Provided data START

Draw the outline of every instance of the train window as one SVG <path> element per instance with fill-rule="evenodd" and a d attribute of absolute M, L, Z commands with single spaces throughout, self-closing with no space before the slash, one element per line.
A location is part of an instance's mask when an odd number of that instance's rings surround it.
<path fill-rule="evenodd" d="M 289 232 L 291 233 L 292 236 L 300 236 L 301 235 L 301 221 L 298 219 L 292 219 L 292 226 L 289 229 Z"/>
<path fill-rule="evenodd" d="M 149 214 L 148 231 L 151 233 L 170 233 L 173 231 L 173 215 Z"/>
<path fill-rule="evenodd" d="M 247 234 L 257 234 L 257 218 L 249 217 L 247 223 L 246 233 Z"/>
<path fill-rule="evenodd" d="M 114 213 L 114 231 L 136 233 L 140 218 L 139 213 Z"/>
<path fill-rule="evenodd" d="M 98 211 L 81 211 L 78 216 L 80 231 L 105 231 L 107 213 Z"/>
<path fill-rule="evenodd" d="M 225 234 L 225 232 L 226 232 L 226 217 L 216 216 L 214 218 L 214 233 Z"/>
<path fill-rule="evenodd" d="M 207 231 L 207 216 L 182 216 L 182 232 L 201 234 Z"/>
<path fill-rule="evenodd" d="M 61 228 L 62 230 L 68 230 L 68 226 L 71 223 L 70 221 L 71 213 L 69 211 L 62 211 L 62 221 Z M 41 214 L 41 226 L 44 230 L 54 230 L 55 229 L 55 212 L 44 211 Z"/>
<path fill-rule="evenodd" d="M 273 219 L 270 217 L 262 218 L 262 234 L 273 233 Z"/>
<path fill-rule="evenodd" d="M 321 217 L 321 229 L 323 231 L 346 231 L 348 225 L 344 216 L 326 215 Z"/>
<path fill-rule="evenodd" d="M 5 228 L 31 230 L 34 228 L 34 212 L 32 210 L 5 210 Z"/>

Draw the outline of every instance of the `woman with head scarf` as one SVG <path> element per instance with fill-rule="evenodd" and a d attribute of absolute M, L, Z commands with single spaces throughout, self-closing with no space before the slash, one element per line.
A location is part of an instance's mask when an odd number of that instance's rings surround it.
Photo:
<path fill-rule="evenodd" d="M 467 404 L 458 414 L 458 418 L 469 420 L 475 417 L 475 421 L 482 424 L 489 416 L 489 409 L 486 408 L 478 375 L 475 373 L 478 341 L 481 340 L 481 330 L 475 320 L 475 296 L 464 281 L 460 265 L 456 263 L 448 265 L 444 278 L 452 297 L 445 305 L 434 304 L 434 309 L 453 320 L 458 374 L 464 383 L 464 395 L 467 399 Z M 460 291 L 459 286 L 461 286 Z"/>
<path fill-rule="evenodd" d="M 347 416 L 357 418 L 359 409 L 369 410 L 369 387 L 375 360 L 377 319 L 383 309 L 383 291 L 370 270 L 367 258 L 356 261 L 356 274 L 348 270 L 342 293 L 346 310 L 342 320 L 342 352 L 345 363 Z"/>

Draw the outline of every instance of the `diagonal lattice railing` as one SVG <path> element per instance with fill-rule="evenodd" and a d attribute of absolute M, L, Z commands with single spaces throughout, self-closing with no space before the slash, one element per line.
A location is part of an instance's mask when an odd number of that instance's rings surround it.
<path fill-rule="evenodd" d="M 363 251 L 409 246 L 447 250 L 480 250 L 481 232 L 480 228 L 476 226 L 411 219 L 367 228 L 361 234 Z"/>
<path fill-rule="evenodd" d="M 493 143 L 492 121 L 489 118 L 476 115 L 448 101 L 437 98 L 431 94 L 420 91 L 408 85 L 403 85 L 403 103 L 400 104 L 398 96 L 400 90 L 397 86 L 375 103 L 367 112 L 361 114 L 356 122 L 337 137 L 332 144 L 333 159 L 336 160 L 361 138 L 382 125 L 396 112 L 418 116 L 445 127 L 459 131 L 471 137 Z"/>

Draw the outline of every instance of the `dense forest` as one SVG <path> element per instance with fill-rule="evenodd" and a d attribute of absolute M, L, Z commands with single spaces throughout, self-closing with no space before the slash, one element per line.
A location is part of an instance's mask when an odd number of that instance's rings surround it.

Provided data END

Transcribe the listing from start to finish, exactly as given.

Solution to this problem:
Draw the outline of every instance of the train window as one SVG <path> element per instance with fill-rule="evenodd" and a d attribute of absolute M, L, Z commands with single spaces throughout, self-closing with no space before the slash, one element per line.
A location is part of an instance's mask when an odd number of that instance's rings surround it.
<path fill-rule="evenodd" d="M 289 232 L 291 233 L 292 236 L 300 236 L 301 235 L 301 221 L 298 219 L 292 219 L 292 226 L 289 229 Z"/>
<path fill-rule="evenodd" d="M 149 214 L 148 231 L 151 233 L 170 233 L 173 231 L 173 215 Z"/>
<path fill-rule="evenodd" d="M 247 234 L 257 234 L 257 218 L 249 217 L 247 223 L 246 233 Z"/>
<path fill-rule="evenodd" d="M 114 213 L 114 231 L 136 233 L 140 218 L 139 213 Z"/>
<path fill-rule="evenodd" d="M 98 211 L 81 211 L 78 216 L 80 231 L 105 231 L 107 213 Z"/>
<path fill-rule="evenodd" d="M 225 234 L 225 232 L 226 232 L 226 217 L 216 216 L 214 218 L 214 233 Z"/>
<path fill-rule="evenodd" d="M 207 231 L 207 216 L 182 216 L 182 232 L 201 234 Z"/>
<path fill-rule="evenodd" d="M 61 228 L 62 230 L 68 230 L 68 226 L 71 223 L 70 221 L 71 213 L 69 211 L 62 211 L 62 221 Z M 41 214 L 41 226 L 44 230 L 54 230 L 55 229 L 55 212 L 44 211 Z"/>
<path fill-rule="evenodd" d="M 273 219 L 270 217 L 262 218 L 262 234 L 273 233 Z"/>
<path fill-rule="evenodd" d="M 321 217 L 321 229 L 323 231 L 346 231 L 348 225 L 344 216 L 326 215 Z"/>
<path fill-rule="evenodd" d="M 5 228 L 31 230 L 34 228 L 34 212 L 32 210 L 5 210 Z"/>

Draw the outline of every instance of the `woman with head scarf` as one SVG <path> element per instance with fill-rule="evenodd" and a d attribute of absolute M, L, Z commands with single spaces throughout, self-closing with no space before the slash, one element per line.
A location is part of an instance's mask when an odd number of that instance's rings surround it.
Photo:
<path fill-rule="evenodd" d="M 467 404 L 458 414 L 458 418 L 469 420 L 475 417 L 475 421 L 482 424 L 489 416 L 489 409 L 486 408 L 478 375 L 475 373 L 478 341 L 481 340 L 481 330 L 475 320 L 475 296 L 464 281 L 460 265 L 456 263 L 448 265 L 444 278 L 452 297 L 445 305 L 434 304 L 434 309 L 453 320 L 458 374 L 464 383 L 464 395 L 467 399 Z M 460 291 L 459 286 L 461 286 Z"/>
<path fill-rule="evenodd" d="M 347 416 L 357 418 L 359 409 L 369 410 L 369 387 L 375 360 L 377 319 L 383 309 L 383 291 L 370 270 L 367 258 L 356 261 L 356 274 L 348 270 L 342 293 L 346 310 L 342 320 L 342 352 L 345 363 Z"/>

Draw the outline of every instance of the `diagonal lattice railing` as one SVG <path> element per instance with fill-rule="evenodd" and a d attribute of absolute M, L, Z commands with single spaces throughout, self-closing with no space before the slash, one element per line.
A location is part of an instance's mask when an odd number of that instance's rings surround it.
<path fill-rule="evenodd" d="M 363 251 L 409 246 L 447 250 L 480 250 L 481 232 L 480 228 L 476 226 L 411 219 L 367 228 L 361 234 Z"/>
<path fill-rule="evenodd" d="M 493 143 L 492 121 L 489 118 L 476 115 L 448 101 L 437 98 L 431 94 L 420 91 L 408 85 L 403 85 L 403 103 L 400 104 L 398 96 L 400 90 L 397 86 L 375 103 L 367 112 L 361 114 L 356 122 L 337 137 L 332 144 L 333 159 L 336 160 L 361 138 L 382 125 L 396 112 L 418 116 L 445 127 L 459 131 L 471 137 Z"/>

Draw the outline of every instance of the `dense forest` as one SVG <path> element per instance with fill-rule="evenodd" and a d attribute of absolute M, L, Z commands with single spaces throughout, self-closing with no space before the slash, one element per line.
A location is part of an instance's mask when an odd number of that instance's rings surround it.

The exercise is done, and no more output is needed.